→ **Job**
Reproduce the items below word for word, starting with the line that contains "the woman's shoulder" and continuing through the line that contains "[(91, 115), (29, 108)]", with both of those lines included. Leave the pictures out of your copy.

+ + + + +

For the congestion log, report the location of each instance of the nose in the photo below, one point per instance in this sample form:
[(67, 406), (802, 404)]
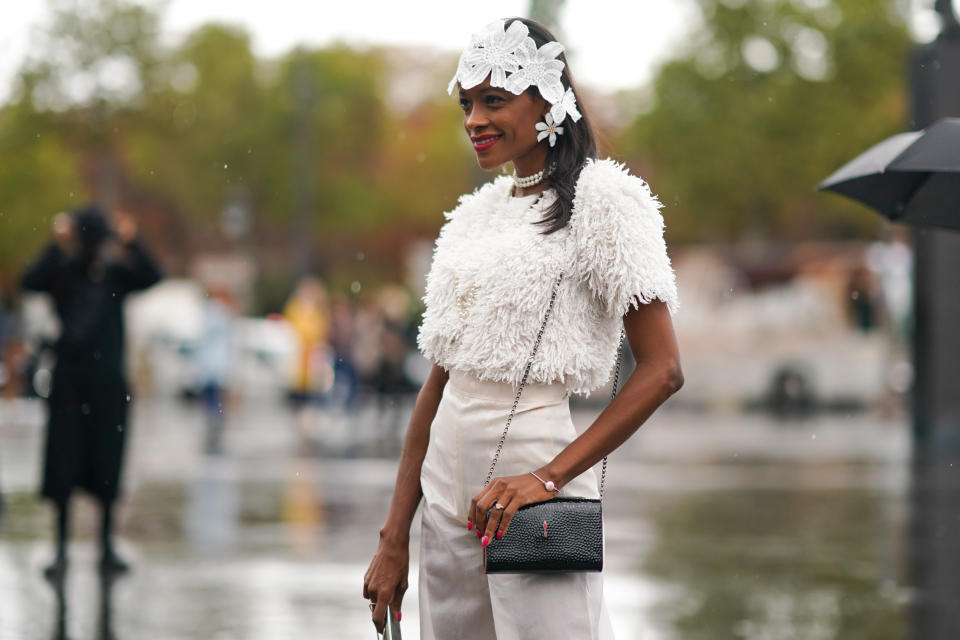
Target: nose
[(475, 119)]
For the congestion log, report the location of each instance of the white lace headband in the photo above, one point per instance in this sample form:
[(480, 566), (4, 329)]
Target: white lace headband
[(512, 60)]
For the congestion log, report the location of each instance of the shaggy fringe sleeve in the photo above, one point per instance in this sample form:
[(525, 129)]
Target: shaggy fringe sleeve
[(618, 231)]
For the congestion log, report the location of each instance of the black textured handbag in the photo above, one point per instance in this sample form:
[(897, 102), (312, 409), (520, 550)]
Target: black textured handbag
[(554, 536)]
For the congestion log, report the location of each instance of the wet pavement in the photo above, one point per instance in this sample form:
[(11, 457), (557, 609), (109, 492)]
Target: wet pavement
[(718, 526)]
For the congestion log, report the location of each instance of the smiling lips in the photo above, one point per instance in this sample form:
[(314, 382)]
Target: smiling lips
[(484, 142)]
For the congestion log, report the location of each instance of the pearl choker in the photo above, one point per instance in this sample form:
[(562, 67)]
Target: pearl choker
[(529, 181)]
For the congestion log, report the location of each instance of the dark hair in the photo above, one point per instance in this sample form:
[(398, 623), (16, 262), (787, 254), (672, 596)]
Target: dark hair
[(573, 148), (92, 229)]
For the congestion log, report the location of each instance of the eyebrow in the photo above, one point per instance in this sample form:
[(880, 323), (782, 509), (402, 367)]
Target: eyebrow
[(485, 90)]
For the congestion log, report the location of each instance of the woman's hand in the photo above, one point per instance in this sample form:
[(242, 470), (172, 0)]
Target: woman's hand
[(512, 492), (386, 580)]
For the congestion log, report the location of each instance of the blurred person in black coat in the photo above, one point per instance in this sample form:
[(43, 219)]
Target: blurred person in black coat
[(88, 270)]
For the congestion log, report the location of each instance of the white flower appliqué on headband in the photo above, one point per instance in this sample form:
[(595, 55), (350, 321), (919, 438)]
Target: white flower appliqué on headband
[(566, 106), (539, 68), (548, 129), (492, 52)]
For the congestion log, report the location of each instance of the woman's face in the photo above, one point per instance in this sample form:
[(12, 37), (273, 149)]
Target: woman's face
[(501, 127)]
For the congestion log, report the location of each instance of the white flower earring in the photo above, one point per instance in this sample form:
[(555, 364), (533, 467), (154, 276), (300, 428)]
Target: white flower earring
[(548, 129)]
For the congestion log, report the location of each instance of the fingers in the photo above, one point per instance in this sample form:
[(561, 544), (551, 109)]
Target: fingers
[(494, 521), (505, 518)]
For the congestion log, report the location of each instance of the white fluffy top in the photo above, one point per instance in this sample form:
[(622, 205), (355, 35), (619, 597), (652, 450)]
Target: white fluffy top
[(493, 271)]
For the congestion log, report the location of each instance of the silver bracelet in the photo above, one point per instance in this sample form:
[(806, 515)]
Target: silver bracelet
[(547, 484)]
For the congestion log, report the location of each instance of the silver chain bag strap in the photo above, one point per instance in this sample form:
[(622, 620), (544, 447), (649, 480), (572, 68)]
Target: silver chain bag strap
[(554, 536)]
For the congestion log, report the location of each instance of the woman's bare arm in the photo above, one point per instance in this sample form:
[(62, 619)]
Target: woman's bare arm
[(656, 377), (386, 579)]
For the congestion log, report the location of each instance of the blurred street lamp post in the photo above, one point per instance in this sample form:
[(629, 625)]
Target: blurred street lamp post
[(935, 498)]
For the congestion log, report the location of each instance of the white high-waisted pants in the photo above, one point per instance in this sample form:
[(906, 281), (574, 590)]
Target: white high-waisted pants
[(458, 601)]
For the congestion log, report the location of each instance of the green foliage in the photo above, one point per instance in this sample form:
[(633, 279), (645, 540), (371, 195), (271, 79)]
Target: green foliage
[(38, 178), (738, 151)]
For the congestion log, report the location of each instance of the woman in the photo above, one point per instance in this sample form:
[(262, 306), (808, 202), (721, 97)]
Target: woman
[(489, 286), (88, 278)]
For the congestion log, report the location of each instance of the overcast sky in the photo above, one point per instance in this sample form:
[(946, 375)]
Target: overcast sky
[(614, 44)]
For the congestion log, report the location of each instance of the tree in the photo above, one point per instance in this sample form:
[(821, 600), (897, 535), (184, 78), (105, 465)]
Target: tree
[(769, 98)]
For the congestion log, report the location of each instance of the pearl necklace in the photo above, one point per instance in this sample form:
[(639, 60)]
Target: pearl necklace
[(529, 181)]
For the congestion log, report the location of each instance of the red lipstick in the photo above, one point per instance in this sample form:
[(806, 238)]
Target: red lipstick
[(484, 142)]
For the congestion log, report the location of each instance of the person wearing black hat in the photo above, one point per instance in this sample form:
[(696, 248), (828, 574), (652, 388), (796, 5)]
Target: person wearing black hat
[(88, 270)]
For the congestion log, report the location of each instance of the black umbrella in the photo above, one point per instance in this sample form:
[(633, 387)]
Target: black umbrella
[(911, 177)]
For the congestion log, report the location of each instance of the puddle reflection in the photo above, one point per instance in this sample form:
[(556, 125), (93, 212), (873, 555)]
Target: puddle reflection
[(104, 629)]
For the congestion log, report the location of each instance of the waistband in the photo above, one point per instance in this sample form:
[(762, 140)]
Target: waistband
[(471, 385)]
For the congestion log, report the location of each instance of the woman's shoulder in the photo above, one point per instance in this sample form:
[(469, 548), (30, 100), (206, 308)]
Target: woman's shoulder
[(481, 200), (606, 185)]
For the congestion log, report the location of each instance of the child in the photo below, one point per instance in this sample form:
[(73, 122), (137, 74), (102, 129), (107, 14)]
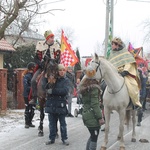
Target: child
[(91, 115), (29, 108)]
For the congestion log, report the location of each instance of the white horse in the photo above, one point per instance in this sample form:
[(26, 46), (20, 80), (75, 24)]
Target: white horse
[(115, 97)]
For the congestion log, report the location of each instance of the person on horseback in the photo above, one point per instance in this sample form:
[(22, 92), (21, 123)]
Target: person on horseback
[(71, 76), (29, 108), (92, 113), (44, 50), (125, 63)]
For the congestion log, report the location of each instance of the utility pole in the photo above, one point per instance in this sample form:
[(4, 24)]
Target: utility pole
[(109, 19)]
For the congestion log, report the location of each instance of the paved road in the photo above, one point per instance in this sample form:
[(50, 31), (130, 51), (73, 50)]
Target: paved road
[(27, 139)]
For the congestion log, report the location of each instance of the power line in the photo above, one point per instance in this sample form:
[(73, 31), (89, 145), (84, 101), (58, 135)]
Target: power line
[(140, 1)]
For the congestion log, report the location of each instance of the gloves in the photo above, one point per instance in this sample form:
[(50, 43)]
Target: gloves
[(124, 73), (49, 91)]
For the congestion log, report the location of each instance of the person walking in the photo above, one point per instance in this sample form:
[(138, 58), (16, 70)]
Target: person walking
[(126, 65), (71, 76), (29, 108), (56, 106), (44, 50), (92, 113)]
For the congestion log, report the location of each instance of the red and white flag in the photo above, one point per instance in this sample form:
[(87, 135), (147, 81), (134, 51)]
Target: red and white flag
[(68, 56)]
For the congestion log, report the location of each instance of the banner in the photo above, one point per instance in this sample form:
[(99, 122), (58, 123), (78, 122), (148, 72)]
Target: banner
[(109, 41), (68, 56)]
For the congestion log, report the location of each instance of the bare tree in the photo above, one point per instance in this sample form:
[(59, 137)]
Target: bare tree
[(21, 13)]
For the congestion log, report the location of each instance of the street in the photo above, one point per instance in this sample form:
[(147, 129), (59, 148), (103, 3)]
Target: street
[(27, 139)]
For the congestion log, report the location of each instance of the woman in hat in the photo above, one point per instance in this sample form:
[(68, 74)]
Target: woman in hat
[(91, 115)]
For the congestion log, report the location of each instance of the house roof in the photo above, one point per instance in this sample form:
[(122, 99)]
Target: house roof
[(5, 46)]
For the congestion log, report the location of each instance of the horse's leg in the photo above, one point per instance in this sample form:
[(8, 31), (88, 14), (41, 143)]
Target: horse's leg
[(42, 115), (107, 120), (121, 128), (133, 122)]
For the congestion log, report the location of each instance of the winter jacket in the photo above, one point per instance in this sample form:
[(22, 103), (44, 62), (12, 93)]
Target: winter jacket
[(71, 78), (91, 107), (27, 83), (56, 101)]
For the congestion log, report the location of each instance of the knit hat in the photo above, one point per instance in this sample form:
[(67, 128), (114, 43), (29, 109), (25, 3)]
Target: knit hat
[(118, 41), (48, 34), (90, 72), (61, 66), (70, 67)]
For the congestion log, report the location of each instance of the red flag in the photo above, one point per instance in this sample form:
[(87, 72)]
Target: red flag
[(134, 51), (68, 56)]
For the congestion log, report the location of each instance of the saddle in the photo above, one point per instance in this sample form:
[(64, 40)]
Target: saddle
[(103, 87)]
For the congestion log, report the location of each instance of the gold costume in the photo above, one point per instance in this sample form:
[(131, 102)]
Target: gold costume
[(124, 61)]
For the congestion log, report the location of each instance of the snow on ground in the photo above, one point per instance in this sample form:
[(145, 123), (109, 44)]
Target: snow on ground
[(14, 118)]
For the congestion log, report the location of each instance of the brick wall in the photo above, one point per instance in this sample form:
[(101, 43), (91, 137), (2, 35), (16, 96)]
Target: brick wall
[(3, 89)]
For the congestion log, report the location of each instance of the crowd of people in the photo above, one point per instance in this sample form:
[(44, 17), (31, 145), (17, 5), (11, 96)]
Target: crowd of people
[(59, 98)]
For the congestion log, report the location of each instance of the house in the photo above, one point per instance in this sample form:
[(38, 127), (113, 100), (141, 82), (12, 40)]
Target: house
[(28, 37), (5, 47)]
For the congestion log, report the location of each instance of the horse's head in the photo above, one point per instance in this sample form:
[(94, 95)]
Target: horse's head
[(95, 63), (52, 71)]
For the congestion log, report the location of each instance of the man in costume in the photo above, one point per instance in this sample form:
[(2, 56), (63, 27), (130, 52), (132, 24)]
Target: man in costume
[(44, 50), (126, 66)]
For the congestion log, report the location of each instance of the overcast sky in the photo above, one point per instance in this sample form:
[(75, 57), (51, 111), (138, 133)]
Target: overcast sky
[(87, 19)]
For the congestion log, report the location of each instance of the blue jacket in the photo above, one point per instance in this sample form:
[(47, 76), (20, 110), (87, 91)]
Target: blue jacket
[(27, 83), (56, 102)]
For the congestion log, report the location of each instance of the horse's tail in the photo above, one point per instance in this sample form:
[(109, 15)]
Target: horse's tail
[(127, 118)]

+ + + + +

→ **Solution for this problem**
For the congestion log, report the location of each instance of the woman's shoulder in the photo above, one point per instance in this sample form:
[(469, 548), (30, 100), (206, 308)]
Target: woman's shoulder
[(481, 200), (606, 185)]
For the congestion log, report the location of each instance of the child in the photo below, one point per instance in this sample form:
[(73, 122), (137, 74), (102, 129), (107, 14)]
Target: child
[(91, 115), (29, 108)]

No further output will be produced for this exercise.